§ HOW TO COMPLETE THIS TASK:
Pick out every line of the entries below where "person" occurs, and copy those lines.
• • •
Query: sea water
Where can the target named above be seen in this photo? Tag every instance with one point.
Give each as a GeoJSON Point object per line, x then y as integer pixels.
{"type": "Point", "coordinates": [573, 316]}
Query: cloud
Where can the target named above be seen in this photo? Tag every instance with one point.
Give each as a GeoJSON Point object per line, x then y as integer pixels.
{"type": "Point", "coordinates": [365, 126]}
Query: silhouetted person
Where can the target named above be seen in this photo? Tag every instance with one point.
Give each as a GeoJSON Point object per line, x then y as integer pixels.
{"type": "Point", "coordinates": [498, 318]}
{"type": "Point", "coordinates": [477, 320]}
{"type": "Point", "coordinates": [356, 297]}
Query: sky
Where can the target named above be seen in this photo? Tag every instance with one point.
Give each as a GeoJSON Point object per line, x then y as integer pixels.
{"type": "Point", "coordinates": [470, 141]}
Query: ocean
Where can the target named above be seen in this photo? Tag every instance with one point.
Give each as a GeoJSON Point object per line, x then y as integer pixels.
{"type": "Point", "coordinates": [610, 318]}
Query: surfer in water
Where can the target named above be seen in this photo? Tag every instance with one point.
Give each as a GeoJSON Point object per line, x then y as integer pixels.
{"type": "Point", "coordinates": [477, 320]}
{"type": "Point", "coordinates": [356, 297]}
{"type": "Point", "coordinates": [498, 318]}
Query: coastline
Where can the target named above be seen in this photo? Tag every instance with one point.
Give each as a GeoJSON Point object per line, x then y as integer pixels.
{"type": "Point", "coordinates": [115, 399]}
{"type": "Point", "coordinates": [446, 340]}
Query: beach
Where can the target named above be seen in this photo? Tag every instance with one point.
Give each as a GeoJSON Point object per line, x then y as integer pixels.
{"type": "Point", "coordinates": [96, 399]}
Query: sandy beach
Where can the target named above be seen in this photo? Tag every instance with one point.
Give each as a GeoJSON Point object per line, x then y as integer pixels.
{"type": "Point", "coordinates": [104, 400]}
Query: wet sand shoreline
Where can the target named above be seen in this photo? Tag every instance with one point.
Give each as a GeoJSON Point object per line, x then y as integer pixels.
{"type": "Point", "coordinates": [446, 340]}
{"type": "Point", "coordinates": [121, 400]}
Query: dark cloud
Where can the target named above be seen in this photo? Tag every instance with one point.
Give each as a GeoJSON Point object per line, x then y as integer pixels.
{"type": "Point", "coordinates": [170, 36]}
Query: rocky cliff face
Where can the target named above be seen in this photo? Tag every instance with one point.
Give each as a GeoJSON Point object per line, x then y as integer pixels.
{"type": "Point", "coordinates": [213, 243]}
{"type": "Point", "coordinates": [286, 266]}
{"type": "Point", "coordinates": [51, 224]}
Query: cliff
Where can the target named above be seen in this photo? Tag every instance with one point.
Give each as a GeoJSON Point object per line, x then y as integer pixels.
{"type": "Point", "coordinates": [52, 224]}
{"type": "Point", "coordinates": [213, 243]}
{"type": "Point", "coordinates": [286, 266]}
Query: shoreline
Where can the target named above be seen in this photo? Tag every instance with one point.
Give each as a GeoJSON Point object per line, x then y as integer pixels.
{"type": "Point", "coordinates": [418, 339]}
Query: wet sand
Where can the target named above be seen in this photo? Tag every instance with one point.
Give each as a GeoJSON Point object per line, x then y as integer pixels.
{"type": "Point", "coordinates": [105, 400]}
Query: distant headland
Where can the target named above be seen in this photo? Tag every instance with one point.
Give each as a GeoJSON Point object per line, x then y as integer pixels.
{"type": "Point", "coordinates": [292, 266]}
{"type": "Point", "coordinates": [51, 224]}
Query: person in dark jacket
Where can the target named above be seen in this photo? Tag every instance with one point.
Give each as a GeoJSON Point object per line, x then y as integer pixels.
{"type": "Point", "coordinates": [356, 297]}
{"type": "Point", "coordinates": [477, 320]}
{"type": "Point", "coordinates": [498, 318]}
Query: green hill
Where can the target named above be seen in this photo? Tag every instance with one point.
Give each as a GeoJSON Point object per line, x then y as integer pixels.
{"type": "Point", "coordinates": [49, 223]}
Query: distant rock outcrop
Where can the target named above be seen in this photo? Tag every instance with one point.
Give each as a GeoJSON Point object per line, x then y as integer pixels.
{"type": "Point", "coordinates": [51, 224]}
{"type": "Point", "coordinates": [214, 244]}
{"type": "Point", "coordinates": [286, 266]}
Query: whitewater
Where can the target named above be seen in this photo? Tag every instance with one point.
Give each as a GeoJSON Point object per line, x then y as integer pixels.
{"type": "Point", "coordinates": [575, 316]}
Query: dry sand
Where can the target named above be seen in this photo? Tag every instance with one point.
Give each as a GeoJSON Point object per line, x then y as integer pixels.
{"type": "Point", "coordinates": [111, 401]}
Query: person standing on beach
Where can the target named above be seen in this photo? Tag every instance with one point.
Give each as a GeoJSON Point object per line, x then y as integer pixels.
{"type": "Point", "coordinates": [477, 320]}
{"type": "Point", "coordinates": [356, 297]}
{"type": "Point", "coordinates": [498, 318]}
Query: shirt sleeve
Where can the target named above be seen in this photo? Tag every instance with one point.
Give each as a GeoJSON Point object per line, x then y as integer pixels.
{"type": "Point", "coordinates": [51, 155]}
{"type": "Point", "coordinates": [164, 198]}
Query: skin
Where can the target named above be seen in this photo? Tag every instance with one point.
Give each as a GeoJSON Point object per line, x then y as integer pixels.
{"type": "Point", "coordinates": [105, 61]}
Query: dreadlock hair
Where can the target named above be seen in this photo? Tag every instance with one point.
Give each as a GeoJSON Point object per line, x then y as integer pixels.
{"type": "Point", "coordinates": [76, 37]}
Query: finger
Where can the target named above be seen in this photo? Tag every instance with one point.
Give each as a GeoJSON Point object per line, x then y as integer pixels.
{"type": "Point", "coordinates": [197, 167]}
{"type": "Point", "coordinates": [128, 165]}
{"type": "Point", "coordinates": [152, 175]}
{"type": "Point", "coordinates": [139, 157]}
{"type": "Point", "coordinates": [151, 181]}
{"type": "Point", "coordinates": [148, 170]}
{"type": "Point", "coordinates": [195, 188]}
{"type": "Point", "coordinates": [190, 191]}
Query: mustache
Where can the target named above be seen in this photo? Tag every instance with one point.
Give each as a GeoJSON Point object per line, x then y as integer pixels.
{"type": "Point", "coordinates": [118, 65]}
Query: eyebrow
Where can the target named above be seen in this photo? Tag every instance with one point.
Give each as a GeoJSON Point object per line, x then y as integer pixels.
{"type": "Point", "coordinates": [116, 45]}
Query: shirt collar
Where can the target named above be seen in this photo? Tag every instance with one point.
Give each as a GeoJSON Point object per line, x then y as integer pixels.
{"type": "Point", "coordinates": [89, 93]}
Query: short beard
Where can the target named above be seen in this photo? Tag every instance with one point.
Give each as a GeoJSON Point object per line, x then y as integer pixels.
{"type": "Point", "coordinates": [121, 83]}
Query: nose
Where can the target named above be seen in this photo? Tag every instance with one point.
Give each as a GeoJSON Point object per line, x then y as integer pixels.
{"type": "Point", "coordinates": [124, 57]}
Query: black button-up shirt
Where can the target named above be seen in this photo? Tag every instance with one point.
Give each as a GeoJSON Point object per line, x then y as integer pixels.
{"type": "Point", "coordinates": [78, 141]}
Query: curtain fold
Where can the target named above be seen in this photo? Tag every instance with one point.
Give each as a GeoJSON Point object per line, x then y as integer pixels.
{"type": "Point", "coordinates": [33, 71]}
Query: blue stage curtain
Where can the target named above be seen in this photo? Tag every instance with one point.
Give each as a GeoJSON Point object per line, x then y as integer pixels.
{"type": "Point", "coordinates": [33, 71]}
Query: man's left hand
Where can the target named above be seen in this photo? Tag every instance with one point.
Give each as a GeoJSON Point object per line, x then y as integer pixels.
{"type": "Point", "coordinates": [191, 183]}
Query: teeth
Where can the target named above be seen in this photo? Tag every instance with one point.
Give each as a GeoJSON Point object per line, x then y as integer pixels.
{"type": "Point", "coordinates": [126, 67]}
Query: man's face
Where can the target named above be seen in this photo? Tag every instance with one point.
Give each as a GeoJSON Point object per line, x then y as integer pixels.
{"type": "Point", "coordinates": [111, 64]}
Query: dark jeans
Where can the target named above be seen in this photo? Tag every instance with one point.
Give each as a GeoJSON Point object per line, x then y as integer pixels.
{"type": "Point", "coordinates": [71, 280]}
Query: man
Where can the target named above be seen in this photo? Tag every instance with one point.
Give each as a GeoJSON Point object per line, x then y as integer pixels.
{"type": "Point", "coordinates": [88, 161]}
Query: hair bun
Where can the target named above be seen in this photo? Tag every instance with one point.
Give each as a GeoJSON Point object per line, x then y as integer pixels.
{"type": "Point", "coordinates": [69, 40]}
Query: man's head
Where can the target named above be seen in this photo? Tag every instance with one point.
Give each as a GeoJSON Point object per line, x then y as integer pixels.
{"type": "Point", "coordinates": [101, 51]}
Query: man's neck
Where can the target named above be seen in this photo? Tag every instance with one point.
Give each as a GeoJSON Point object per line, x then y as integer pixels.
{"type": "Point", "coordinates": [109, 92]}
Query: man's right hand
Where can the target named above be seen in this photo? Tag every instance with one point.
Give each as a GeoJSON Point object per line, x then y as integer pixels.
• • •
§ ANSWER BOX:
Query: silhouetted person
Query: person in dark jacket
Query: person standing on beach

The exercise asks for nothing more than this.